DO THIS => In the records, rename "guitar neck" to "guitar fretboard" in the lines between the one holding "pole present? If so, where exactly is it?" and the one holding "[209,344,269,414]", inclusive. Give back only those lines, with everything else unchanged.

DATASET ROWS =>
· · ·
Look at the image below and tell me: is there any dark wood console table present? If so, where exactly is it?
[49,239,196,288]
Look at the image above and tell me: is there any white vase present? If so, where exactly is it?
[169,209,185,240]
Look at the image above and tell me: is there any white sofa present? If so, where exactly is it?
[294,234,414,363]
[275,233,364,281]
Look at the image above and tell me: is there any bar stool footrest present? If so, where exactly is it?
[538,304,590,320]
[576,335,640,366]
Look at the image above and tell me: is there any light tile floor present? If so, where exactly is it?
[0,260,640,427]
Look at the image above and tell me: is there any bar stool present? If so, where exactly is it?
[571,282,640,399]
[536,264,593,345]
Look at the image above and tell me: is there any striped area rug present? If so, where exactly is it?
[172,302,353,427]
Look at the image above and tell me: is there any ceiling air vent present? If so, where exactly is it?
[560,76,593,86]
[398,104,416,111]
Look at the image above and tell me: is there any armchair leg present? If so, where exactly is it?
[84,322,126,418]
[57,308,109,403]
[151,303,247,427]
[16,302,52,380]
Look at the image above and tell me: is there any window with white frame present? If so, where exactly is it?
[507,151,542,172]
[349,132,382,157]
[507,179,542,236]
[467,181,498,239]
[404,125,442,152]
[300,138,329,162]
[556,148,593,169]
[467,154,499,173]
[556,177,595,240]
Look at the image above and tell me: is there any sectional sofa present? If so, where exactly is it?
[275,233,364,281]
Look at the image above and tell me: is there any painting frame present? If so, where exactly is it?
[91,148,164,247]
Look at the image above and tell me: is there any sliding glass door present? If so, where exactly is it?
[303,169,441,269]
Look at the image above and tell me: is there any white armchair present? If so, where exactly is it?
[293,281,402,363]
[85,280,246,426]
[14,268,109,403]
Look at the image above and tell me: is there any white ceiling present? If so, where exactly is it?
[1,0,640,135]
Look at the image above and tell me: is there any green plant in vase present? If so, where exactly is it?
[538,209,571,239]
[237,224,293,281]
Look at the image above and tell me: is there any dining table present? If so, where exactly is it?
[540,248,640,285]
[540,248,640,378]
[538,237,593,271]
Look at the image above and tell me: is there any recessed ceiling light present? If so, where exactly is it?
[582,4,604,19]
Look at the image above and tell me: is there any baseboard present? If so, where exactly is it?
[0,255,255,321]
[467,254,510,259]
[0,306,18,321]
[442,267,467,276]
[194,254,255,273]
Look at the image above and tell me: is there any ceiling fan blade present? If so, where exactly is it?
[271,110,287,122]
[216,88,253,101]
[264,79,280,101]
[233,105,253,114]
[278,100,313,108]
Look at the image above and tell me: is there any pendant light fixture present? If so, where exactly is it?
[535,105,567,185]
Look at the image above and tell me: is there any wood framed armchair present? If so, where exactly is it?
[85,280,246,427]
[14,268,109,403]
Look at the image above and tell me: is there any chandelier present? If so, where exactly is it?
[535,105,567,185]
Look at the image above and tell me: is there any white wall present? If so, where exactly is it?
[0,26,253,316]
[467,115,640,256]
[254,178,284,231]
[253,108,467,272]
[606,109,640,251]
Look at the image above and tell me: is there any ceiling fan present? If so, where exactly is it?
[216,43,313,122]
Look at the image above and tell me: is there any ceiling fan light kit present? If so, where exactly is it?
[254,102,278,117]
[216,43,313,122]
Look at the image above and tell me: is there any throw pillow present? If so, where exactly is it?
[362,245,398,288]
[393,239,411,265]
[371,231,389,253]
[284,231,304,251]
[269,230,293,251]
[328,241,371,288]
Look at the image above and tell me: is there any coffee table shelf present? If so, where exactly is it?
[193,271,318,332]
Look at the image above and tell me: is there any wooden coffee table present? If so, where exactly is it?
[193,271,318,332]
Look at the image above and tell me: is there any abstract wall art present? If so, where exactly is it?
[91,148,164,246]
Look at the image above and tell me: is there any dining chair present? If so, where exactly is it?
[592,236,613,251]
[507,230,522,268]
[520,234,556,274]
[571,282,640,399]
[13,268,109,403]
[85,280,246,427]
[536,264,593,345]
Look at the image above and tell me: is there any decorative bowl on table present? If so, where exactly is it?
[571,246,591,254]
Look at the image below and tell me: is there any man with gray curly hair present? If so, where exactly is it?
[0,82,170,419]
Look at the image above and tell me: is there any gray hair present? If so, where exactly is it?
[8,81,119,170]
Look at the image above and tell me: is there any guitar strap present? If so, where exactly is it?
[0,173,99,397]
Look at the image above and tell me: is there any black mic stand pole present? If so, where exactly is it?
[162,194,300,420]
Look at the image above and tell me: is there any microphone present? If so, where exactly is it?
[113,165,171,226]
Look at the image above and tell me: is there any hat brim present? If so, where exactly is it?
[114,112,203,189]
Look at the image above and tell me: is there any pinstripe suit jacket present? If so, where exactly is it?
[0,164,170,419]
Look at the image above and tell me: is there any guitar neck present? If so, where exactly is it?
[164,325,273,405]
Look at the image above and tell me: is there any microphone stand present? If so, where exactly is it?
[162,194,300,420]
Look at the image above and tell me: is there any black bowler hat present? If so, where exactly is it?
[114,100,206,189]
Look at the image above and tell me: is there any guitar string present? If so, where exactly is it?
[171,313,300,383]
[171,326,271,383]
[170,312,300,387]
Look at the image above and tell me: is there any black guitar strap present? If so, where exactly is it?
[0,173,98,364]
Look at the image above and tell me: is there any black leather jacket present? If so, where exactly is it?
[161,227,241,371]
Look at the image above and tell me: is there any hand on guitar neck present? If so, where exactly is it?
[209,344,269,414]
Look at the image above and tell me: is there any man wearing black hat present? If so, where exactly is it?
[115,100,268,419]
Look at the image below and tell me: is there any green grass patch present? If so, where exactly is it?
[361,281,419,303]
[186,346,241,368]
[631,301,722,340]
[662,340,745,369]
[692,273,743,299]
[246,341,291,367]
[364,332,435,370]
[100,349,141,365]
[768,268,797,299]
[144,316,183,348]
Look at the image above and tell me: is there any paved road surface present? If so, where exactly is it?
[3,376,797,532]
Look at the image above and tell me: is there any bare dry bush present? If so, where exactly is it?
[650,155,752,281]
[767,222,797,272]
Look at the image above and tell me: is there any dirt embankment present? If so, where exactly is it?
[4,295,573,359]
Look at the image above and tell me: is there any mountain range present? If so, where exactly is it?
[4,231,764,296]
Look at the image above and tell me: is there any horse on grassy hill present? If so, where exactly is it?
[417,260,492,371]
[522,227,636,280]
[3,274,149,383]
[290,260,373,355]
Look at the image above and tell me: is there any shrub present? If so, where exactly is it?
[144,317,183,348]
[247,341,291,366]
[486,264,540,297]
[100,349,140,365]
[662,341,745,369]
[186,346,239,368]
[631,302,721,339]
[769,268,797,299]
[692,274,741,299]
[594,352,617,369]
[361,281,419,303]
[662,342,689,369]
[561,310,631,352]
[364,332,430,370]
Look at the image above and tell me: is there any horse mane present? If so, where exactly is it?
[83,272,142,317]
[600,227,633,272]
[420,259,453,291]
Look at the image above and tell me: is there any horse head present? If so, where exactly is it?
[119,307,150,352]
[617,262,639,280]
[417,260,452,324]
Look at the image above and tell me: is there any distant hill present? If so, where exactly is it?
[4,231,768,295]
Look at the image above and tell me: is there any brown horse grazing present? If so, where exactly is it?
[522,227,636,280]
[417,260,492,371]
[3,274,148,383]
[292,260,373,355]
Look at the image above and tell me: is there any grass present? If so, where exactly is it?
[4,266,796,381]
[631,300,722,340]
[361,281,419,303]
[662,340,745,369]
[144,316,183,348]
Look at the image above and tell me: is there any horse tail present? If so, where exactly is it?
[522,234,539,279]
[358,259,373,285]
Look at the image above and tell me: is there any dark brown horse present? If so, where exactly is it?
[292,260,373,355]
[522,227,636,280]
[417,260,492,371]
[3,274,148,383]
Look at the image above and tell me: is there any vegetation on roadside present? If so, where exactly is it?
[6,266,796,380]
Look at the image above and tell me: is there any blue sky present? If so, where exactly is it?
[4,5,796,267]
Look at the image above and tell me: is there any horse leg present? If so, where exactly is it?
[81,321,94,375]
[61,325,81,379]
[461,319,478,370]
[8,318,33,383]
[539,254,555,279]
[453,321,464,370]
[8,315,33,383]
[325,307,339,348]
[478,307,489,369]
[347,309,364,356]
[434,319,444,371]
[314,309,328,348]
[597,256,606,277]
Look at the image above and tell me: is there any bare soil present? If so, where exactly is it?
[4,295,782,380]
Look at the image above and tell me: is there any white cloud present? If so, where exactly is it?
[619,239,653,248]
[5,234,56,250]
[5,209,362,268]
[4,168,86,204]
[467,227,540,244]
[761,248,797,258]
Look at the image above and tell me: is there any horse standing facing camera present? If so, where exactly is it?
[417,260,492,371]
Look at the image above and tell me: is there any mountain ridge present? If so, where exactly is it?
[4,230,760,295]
· · ·
FINAL RESULT =>
Look at the image above and tell me: is there any black mic stand pole present? If so, where exactly is it?
[162,194,300,420]
Look at the image above and tell me: is there any microphone present? If so, where exactly is it?
[113,165,171,226]
Look at the image above and tell me: is there any hat brim present? If so, where exactly is it?
[114,112,203,189]
Look at the image above and tell me: is there any pinstripe suit jacket present? If so, where exactly is it?
[0,164,170,419]
Look at the image above and tell me: is there any guitar fretboard present? If so, where exactly is it?
[164,325,273,405]
Look at the image above and tell me: is there any microphone stand present? If so, where exactly is it?
[162,194,300,420]
Look at the image above and tell me: is there any black bowler hat present? If so, where exactly is it?
[114,100,206,189]
Look at the image above and tell me: is there any guitar string present? If so, where exactly is it?
[171,313,300,383]
[171,326,271,383]
[170,312,300,387]
Look at the image above and tell me: is there any black guitar strap present? If so, where exactly is it?
[0,173,98,364]
Look at the image above and tell me: is there any black leather jacket present? If so, where exactly is it?
[161,227,241,371]
Look at the image above and tell me: is there any hand on guitar fretboard present? If so, where exactly is it?
[209,344,269,414]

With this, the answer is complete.